** begin **

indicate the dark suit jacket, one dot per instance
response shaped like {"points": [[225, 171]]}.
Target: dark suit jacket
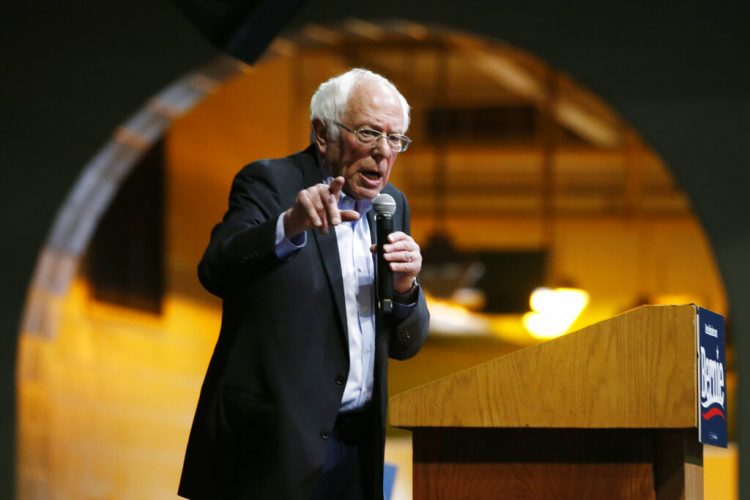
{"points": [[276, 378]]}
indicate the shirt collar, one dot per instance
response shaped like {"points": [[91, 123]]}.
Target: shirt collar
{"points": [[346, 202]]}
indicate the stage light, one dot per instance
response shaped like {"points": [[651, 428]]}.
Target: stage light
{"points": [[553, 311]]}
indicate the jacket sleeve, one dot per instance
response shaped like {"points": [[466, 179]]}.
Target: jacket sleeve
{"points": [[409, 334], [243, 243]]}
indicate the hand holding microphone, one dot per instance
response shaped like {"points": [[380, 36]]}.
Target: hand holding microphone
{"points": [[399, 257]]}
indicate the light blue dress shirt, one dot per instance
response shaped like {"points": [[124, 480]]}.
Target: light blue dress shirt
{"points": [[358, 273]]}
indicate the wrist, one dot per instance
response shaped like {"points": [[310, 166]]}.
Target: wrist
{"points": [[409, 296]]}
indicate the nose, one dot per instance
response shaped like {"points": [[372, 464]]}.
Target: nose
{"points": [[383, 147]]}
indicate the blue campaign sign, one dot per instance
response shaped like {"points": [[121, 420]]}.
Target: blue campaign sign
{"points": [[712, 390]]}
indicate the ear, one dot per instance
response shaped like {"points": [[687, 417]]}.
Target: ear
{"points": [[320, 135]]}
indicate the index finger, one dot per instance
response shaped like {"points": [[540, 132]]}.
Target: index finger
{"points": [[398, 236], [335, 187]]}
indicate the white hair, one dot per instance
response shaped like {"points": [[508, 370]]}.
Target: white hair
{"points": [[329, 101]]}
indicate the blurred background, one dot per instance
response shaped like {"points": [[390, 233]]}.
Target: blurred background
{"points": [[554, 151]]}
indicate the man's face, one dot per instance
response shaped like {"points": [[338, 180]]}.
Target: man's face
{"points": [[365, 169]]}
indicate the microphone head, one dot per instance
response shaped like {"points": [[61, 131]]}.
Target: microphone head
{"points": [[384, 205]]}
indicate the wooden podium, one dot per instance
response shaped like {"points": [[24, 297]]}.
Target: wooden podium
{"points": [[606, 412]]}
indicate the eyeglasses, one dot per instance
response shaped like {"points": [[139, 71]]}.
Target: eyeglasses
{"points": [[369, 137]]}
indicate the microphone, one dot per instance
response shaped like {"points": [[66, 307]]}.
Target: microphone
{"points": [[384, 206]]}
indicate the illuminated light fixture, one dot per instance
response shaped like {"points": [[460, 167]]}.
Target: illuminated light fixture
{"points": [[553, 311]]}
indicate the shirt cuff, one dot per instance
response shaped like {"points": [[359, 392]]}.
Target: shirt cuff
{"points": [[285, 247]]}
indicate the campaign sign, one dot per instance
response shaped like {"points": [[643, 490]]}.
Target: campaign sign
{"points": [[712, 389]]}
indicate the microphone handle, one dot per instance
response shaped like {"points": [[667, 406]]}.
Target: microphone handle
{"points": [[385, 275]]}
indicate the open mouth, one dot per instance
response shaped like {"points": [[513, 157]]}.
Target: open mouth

** end **
** begin **

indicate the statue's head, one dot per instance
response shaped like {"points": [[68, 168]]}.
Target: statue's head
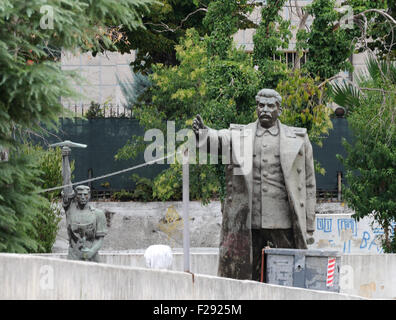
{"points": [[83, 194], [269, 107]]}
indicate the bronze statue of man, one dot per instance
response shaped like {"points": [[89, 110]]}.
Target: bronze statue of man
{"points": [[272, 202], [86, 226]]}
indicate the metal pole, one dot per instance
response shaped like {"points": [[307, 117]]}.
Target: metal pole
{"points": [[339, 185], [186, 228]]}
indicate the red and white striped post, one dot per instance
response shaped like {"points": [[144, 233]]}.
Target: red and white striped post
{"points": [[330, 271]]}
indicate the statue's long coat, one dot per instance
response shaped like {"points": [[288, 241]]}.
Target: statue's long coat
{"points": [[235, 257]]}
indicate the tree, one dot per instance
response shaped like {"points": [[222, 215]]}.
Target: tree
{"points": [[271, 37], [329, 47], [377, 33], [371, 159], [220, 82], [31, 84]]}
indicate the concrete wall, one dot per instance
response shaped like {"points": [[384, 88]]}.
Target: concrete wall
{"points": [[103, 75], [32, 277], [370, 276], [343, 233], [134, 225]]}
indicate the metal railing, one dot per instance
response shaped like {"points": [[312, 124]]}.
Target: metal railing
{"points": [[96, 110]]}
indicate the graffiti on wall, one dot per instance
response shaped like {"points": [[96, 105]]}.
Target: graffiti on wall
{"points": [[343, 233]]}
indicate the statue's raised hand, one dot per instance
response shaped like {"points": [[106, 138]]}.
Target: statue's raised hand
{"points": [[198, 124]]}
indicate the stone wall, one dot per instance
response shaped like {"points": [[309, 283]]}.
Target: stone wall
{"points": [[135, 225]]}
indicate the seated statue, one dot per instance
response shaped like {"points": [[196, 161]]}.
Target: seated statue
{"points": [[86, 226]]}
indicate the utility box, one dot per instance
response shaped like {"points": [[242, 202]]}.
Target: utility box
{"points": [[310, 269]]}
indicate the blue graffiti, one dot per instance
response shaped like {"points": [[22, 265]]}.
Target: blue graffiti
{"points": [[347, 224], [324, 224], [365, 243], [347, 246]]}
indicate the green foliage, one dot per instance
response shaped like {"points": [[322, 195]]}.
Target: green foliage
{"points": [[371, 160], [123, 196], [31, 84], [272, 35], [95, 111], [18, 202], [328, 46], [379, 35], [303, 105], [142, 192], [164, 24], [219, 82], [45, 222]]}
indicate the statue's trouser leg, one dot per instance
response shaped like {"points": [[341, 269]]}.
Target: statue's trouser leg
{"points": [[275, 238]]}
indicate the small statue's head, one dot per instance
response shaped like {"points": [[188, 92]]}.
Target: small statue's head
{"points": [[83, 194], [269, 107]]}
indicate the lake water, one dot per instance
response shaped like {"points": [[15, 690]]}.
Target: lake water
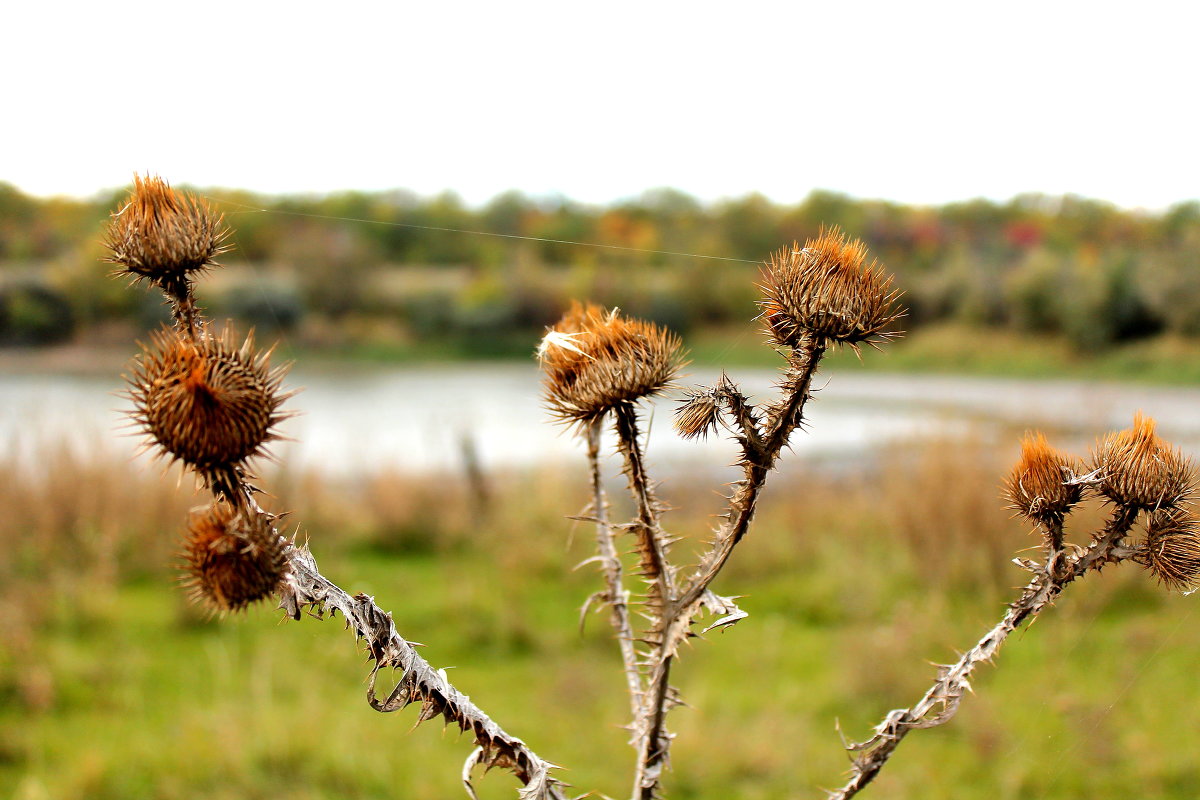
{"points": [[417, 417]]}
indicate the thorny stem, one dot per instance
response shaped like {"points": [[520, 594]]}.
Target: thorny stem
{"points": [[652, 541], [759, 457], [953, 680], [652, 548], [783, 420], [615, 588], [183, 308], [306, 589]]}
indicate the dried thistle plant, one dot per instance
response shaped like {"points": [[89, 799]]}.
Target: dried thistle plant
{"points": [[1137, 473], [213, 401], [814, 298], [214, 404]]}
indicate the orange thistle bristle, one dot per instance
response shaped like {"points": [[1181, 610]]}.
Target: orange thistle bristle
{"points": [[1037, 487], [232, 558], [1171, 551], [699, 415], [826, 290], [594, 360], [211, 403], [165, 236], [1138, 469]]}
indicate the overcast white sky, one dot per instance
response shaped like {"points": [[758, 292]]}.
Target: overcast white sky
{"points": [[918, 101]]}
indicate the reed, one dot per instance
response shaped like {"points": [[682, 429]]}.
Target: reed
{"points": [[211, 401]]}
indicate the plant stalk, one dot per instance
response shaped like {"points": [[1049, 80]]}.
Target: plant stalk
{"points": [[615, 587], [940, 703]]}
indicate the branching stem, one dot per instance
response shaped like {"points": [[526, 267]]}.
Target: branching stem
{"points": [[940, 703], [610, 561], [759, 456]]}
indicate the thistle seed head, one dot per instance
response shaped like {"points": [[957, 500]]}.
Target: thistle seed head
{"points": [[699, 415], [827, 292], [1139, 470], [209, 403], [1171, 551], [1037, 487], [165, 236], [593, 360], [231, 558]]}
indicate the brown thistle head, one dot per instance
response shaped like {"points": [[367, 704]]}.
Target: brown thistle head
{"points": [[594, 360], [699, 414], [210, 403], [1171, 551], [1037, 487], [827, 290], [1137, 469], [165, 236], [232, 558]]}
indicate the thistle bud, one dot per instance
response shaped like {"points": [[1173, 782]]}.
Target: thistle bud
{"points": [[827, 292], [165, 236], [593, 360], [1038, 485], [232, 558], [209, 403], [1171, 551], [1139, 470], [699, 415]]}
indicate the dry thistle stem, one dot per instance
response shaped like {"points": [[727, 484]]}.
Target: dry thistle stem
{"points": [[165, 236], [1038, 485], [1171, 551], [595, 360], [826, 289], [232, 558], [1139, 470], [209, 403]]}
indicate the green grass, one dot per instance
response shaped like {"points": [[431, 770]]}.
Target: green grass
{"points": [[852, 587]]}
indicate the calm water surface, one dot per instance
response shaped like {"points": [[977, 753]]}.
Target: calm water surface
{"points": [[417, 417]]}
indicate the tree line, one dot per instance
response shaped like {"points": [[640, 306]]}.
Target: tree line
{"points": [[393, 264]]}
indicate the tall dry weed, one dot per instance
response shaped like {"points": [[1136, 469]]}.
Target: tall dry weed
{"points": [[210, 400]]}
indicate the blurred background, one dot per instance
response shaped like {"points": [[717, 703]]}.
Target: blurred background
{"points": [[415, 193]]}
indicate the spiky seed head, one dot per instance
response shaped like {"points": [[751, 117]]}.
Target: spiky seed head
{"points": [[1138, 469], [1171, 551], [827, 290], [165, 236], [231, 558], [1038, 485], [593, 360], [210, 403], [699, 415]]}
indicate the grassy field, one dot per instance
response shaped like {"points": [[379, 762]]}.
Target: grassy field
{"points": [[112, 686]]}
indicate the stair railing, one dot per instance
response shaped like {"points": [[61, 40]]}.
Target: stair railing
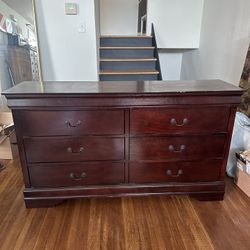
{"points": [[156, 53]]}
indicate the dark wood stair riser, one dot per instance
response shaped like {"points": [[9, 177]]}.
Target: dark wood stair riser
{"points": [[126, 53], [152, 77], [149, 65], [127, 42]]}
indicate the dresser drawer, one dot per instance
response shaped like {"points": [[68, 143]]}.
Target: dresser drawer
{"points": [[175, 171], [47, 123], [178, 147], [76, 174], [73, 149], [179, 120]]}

** end **
** begin **

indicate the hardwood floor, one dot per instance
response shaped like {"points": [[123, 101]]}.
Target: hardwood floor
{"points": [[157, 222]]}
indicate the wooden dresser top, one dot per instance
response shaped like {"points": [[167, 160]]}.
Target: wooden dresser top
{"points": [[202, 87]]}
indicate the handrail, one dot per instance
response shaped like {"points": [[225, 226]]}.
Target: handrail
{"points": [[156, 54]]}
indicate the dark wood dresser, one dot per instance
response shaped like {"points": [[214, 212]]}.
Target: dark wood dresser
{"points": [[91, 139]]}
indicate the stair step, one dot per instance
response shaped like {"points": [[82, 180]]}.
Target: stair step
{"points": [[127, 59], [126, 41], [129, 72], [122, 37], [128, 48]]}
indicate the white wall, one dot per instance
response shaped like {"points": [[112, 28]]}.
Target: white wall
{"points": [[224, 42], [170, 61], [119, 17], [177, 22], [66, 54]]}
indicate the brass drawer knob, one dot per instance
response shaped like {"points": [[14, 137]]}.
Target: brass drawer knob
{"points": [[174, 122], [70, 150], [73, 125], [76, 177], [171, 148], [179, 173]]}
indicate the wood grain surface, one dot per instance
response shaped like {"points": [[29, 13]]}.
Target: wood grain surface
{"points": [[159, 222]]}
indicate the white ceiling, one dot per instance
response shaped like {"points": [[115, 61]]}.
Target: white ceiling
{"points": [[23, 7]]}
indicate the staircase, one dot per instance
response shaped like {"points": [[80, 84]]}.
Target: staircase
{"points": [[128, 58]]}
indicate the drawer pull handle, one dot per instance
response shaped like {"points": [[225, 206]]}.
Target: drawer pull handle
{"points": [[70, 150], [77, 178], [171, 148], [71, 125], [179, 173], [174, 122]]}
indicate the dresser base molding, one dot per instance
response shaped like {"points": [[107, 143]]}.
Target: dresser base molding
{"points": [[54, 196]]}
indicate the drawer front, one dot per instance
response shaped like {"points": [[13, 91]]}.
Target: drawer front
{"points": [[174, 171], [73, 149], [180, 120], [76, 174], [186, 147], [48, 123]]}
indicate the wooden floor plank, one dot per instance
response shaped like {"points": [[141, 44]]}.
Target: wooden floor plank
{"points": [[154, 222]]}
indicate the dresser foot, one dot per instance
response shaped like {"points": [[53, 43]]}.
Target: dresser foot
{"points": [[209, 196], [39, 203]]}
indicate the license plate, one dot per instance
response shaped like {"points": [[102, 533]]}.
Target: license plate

** end **

■ **Written instruction**
Reproduce word for word the lines starting with the one that contains "indicate the wooden floor" and going on through the one that contains "Target: license plate", including both.

■ **Expected output**
indicate the wooden floor plank, one dot per instance
response shaped like {"points": [[141, 44]]}.
Target: wooden floor plank
{"points": [[154, 222]]}
indicate the dresser foot, one dot per instance
response shaped like {"points": [[53, 43]]}.
Target: dresser foot
{"points": [[209, 196], [39, 203]]}
indicate the license plate, one dot per instance
response shaped like {"points": [[102, 533]]}.
Target: license plate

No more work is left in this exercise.